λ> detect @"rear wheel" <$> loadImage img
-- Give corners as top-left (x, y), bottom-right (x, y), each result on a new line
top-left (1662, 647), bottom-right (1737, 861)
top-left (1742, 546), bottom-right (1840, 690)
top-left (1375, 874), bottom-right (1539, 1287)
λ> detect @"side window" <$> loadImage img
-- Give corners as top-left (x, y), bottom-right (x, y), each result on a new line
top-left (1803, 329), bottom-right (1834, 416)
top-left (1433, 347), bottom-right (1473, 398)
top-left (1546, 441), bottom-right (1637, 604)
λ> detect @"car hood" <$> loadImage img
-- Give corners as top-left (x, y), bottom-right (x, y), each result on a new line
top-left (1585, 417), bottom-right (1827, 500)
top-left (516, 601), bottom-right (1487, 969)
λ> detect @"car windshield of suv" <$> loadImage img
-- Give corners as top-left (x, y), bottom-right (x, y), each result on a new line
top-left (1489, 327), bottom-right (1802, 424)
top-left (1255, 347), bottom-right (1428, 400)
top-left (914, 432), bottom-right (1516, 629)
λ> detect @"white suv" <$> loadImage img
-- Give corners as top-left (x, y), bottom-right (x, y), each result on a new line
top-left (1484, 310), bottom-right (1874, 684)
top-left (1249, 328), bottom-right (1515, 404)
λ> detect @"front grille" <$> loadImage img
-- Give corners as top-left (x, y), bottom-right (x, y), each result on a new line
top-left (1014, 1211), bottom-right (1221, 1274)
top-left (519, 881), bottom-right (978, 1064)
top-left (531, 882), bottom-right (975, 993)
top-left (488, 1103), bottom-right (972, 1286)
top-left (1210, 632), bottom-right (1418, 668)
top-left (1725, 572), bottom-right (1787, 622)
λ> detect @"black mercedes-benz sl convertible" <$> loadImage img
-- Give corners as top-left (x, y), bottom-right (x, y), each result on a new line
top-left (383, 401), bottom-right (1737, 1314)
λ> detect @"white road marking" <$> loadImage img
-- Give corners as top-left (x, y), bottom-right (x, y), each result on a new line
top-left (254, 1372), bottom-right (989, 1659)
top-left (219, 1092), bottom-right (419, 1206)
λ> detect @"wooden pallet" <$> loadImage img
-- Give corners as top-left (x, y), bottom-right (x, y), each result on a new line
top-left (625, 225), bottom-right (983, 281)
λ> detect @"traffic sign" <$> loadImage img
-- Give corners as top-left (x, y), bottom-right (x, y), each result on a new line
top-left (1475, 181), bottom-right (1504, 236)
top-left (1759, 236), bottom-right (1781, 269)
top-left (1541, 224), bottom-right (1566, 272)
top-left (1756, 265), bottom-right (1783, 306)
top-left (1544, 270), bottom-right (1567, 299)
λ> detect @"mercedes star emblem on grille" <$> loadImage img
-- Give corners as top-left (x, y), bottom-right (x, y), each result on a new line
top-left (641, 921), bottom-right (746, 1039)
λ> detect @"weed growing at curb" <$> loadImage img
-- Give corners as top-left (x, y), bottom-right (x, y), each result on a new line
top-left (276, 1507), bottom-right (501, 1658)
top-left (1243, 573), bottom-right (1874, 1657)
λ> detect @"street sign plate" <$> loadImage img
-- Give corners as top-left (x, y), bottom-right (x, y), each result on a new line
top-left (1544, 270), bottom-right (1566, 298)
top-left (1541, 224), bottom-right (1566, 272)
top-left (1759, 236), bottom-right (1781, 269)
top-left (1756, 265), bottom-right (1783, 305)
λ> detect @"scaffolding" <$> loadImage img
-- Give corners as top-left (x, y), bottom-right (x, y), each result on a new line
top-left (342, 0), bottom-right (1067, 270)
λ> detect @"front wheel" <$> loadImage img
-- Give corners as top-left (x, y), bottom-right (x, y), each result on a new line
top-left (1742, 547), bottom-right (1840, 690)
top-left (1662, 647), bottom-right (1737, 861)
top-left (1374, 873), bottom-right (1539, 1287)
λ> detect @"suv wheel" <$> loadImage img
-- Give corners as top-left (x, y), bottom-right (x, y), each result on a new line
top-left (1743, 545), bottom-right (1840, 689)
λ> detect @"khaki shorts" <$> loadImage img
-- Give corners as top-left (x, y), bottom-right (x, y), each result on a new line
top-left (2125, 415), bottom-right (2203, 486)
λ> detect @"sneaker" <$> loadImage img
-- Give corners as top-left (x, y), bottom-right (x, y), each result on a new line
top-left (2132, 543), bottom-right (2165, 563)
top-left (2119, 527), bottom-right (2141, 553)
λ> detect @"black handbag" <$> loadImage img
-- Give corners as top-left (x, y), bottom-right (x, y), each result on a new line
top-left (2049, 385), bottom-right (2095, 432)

● ● ● ● ●

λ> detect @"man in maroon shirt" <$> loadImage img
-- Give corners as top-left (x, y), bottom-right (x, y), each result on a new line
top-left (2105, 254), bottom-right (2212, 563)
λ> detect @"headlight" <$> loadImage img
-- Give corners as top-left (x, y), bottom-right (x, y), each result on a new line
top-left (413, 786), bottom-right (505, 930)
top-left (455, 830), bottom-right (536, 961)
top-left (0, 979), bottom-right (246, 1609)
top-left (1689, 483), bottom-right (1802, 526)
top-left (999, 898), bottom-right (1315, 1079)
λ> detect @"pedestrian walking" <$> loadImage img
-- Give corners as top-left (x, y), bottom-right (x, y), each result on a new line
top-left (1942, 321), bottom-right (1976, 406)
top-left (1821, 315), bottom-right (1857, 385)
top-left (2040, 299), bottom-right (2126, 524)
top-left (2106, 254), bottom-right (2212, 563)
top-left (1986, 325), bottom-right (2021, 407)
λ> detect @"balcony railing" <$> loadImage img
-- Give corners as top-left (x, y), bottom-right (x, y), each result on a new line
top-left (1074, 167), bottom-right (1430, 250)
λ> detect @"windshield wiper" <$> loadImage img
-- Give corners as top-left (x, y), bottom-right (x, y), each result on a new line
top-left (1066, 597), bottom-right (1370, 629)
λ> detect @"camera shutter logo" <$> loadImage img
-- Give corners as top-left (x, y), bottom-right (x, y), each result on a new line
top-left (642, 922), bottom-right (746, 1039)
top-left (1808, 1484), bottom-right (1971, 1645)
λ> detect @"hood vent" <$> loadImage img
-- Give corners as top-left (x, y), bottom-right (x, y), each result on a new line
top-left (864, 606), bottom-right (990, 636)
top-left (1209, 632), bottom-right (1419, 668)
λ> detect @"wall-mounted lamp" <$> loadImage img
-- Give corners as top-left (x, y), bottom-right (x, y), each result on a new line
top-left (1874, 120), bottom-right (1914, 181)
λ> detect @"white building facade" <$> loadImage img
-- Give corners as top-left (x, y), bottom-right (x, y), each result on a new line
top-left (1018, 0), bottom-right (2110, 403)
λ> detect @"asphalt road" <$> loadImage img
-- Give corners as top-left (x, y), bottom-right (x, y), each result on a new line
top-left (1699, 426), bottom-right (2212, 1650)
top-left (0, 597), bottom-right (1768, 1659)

● ● ● ● ●

= Work to complete =
Among the lines above, find each one containing the string "wheel" and copy it.

= Exercise output =
λ> detect @"rear wheel" <$> loadImage img
λ> detect @"front wheel" <$> loadImage img
λ> detect @"suv wheel" <$> loadImage img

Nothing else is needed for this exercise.